PROBLEM DETAILS. Show every line of the records below that contains the string "foliage", copying each line in full. Matches must respect case.
-- RECORDS SHOWN start --
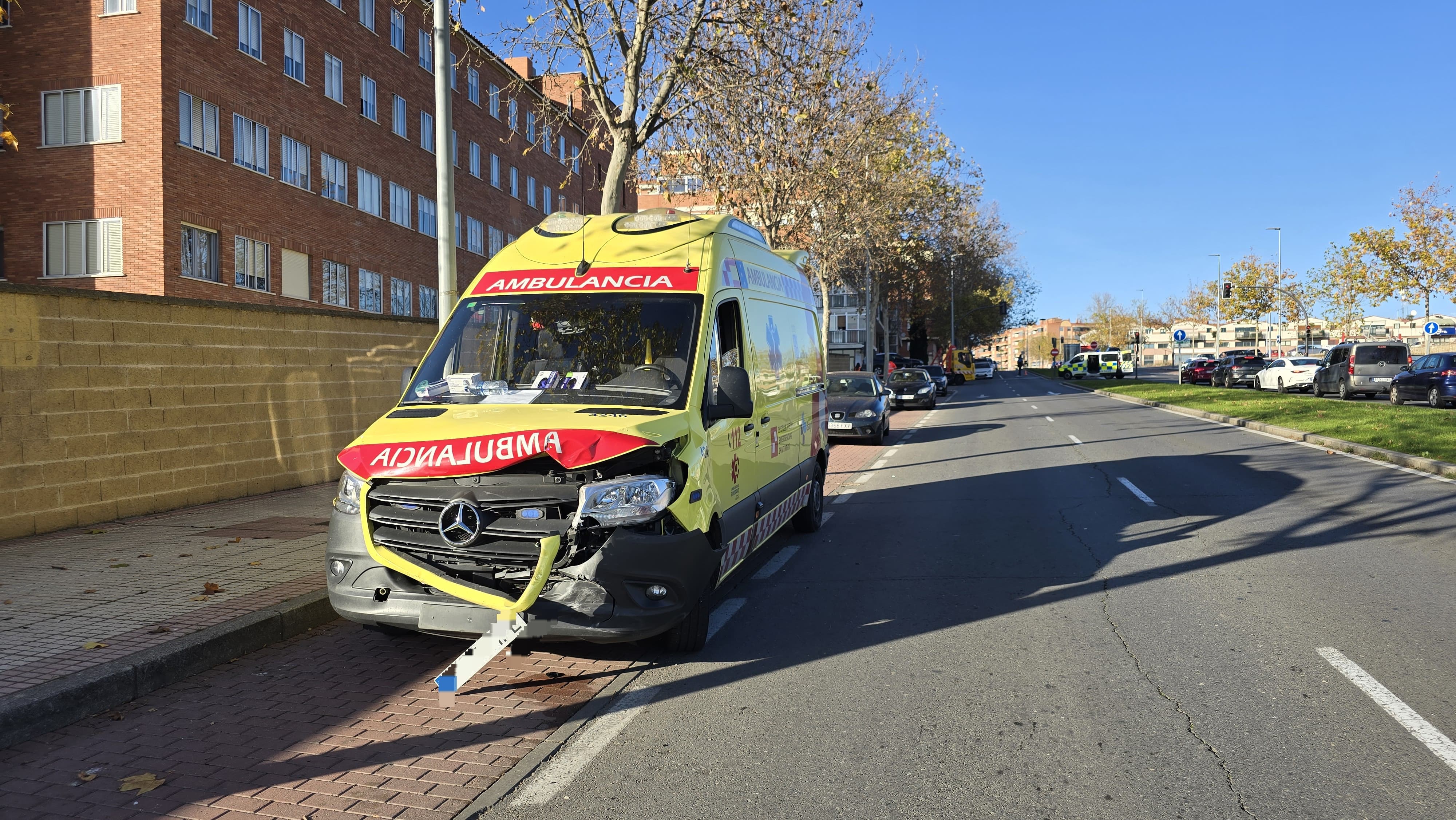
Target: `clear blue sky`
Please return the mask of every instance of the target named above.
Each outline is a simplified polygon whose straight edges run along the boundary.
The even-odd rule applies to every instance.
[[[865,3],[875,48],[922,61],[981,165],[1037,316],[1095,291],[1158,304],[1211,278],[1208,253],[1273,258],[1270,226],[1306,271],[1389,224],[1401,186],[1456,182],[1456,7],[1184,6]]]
-- RECORDS SHOWN end --
-- RECORDS SHOWN start --
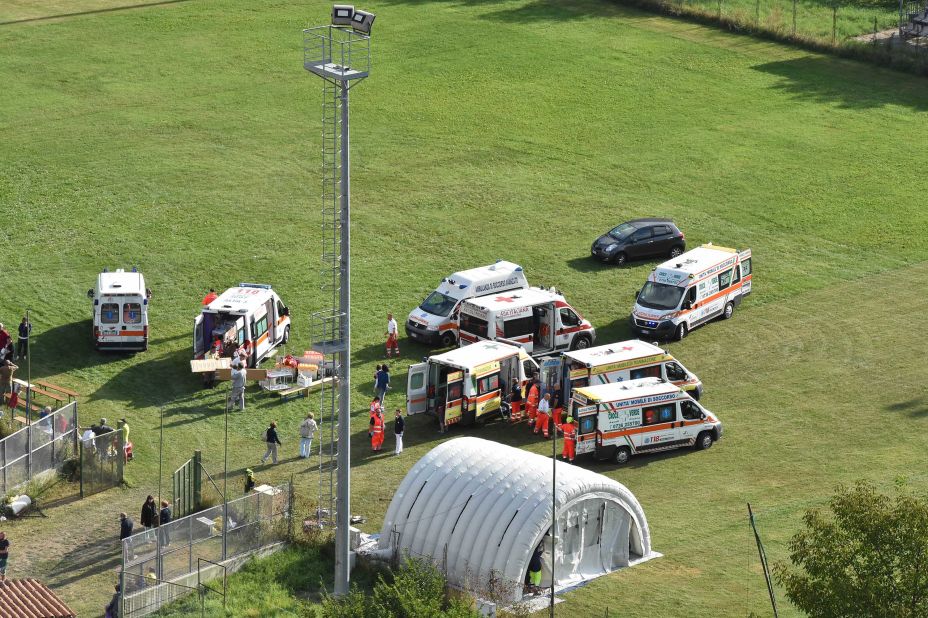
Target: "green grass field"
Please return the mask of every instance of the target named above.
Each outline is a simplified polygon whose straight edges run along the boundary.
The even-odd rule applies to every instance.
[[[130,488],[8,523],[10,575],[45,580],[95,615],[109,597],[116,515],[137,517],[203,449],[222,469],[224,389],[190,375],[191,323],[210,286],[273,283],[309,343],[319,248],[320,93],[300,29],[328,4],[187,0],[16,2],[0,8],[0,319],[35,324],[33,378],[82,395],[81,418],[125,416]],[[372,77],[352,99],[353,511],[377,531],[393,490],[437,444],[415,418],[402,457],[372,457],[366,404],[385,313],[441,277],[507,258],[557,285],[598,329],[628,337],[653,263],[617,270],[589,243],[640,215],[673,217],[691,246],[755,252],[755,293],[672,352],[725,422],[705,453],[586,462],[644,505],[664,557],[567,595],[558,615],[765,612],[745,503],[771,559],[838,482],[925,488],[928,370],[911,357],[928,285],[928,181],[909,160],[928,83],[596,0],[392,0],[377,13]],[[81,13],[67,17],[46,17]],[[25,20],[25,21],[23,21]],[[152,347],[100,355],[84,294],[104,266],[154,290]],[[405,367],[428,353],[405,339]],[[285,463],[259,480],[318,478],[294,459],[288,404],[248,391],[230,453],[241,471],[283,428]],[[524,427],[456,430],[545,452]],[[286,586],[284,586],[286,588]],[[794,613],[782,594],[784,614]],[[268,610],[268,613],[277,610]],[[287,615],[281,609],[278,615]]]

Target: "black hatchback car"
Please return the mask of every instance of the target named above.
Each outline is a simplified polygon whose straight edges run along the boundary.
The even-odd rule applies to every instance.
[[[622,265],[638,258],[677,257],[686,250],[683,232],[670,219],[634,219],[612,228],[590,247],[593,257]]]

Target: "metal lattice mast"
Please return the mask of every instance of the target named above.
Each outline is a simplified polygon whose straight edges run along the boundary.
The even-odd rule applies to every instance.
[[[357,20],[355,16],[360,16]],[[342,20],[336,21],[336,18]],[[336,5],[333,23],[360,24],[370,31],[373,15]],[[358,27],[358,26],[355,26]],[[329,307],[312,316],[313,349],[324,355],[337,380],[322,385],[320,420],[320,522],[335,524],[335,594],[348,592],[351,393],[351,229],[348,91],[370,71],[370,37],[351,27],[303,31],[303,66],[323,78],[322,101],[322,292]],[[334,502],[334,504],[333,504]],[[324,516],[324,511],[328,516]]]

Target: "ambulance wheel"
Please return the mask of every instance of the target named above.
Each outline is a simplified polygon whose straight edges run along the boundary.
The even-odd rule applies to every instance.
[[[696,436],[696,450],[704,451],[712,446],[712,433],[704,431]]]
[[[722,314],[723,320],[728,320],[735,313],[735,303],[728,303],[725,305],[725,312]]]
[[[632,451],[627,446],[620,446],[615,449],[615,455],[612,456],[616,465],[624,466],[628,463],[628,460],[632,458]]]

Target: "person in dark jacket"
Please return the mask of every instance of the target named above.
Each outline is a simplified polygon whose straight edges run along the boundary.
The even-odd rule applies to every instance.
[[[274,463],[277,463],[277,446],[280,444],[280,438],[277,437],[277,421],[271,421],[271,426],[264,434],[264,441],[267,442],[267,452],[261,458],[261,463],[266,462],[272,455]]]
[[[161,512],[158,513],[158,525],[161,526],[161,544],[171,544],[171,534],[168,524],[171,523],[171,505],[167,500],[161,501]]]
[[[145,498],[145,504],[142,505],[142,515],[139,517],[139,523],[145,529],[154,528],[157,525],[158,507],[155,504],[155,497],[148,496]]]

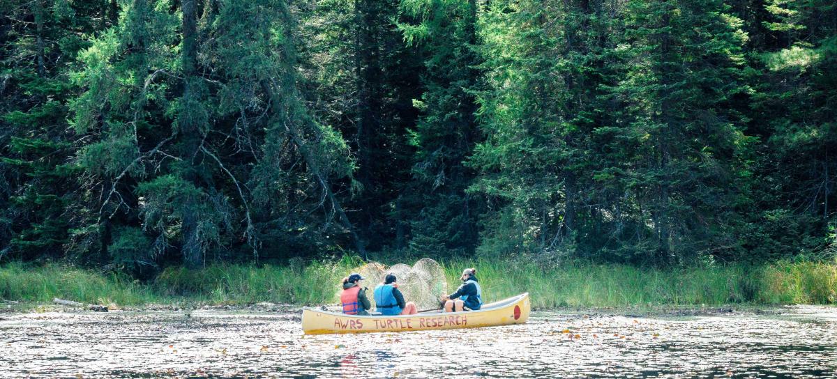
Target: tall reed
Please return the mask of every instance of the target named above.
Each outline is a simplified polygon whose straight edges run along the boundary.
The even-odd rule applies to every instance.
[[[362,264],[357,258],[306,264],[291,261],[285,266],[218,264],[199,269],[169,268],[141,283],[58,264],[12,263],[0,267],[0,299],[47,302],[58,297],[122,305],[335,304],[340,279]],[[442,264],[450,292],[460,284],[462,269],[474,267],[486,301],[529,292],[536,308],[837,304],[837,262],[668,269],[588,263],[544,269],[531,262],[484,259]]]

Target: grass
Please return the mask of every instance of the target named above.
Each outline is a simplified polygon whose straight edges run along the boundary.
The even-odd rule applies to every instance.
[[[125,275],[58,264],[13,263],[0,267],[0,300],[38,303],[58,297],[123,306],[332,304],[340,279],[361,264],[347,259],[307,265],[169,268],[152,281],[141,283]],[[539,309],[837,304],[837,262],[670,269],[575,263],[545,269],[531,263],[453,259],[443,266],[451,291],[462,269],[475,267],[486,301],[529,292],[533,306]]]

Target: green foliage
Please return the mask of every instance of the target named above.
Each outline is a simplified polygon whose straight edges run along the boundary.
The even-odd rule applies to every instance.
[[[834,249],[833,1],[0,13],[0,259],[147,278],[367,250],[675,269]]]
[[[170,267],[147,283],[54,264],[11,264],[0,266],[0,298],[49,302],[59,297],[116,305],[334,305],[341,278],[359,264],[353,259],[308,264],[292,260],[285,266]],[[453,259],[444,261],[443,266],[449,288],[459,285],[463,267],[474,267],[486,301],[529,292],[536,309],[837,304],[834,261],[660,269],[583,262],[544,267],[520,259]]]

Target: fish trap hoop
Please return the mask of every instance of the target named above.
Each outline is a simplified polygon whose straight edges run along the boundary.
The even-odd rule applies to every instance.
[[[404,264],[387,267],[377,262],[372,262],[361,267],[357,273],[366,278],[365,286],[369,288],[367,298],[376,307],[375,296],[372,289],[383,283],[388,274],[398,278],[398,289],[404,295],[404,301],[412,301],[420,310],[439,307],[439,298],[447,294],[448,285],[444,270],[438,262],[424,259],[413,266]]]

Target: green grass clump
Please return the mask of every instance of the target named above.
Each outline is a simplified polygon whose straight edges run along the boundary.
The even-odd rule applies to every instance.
-- RECORDS SHOWN end --
-- RECORDS SHOWN start --
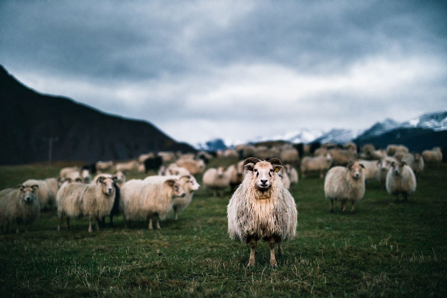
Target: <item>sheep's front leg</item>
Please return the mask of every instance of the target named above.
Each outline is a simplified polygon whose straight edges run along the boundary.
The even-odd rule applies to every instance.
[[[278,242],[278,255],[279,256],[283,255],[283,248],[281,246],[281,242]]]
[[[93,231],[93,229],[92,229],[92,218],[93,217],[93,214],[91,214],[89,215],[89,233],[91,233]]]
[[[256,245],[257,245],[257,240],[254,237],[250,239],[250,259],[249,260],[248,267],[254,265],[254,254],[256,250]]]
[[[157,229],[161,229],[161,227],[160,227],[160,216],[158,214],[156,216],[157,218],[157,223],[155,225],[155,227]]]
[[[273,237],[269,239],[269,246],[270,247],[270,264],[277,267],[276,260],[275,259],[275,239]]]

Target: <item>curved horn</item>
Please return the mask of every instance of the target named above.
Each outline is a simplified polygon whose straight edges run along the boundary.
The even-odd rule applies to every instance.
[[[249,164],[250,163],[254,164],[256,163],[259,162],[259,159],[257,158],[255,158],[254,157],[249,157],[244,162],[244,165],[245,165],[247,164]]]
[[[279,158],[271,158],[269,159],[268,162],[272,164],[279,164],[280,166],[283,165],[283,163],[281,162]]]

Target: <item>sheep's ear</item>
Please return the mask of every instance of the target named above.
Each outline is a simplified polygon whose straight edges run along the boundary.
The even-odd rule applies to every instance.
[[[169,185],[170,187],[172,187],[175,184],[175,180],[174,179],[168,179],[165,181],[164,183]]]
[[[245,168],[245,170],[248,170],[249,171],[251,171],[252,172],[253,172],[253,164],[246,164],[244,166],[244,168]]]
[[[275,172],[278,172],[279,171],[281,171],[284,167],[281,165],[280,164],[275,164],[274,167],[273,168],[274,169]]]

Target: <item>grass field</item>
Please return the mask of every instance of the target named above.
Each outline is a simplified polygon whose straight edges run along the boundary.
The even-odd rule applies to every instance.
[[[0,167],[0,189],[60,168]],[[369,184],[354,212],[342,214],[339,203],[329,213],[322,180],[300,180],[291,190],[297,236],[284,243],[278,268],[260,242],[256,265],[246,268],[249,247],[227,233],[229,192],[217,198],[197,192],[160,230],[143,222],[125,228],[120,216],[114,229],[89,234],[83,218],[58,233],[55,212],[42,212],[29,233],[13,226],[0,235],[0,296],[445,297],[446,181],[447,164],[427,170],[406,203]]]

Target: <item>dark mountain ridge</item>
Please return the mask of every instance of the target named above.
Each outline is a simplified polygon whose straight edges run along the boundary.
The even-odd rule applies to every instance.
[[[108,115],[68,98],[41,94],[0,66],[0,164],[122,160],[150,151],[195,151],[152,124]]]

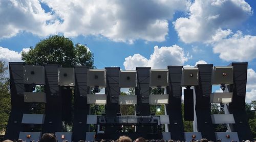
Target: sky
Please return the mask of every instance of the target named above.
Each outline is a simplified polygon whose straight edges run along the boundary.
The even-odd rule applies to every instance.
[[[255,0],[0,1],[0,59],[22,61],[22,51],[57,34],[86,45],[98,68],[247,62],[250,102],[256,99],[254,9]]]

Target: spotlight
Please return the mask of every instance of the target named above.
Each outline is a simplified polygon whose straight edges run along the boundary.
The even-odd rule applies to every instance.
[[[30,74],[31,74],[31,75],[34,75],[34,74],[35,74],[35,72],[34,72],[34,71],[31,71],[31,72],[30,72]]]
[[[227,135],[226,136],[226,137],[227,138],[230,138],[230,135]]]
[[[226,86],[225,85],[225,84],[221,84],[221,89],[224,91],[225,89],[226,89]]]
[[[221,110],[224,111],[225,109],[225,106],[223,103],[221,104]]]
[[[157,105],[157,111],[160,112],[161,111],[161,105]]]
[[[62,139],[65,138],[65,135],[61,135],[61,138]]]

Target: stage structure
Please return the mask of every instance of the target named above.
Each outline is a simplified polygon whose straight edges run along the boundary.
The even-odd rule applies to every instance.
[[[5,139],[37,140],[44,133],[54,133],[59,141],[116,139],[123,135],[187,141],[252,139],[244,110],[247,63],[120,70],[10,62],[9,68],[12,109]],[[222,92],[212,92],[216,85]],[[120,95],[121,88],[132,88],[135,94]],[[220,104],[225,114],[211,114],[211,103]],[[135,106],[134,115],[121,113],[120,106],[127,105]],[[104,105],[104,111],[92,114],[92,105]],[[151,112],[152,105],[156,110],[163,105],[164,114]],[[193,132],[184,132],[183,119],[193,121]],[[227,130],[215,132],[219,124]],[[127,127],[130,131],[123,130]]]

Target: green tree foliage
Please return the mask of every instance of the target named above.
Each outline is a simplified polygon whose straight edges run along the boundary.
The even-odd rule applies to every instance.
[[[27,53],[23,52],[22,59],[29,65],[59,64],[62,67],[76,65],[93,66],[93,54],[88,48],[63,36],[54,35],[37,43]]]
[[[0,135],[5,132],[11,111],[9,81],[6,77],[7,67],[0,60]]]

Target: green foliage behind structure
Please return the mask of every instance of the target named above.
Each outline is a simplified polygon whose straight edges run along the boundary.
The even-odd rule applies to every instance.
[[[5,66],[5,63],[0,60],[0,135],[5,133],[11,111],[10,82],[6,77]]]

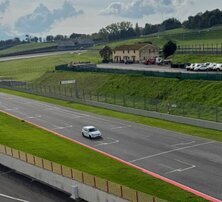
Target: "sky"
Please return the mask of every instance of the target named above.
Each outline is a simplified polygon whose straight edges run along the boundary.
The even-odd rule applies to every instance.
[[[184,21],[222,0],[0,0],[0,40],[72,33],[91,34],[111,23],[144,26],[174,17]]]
-- RECORDS SHOWN end --
RESPONSE FOR THIS EXERCISE.
Target: green foliage
Target: green tree foliage
Target: green foliage behind structure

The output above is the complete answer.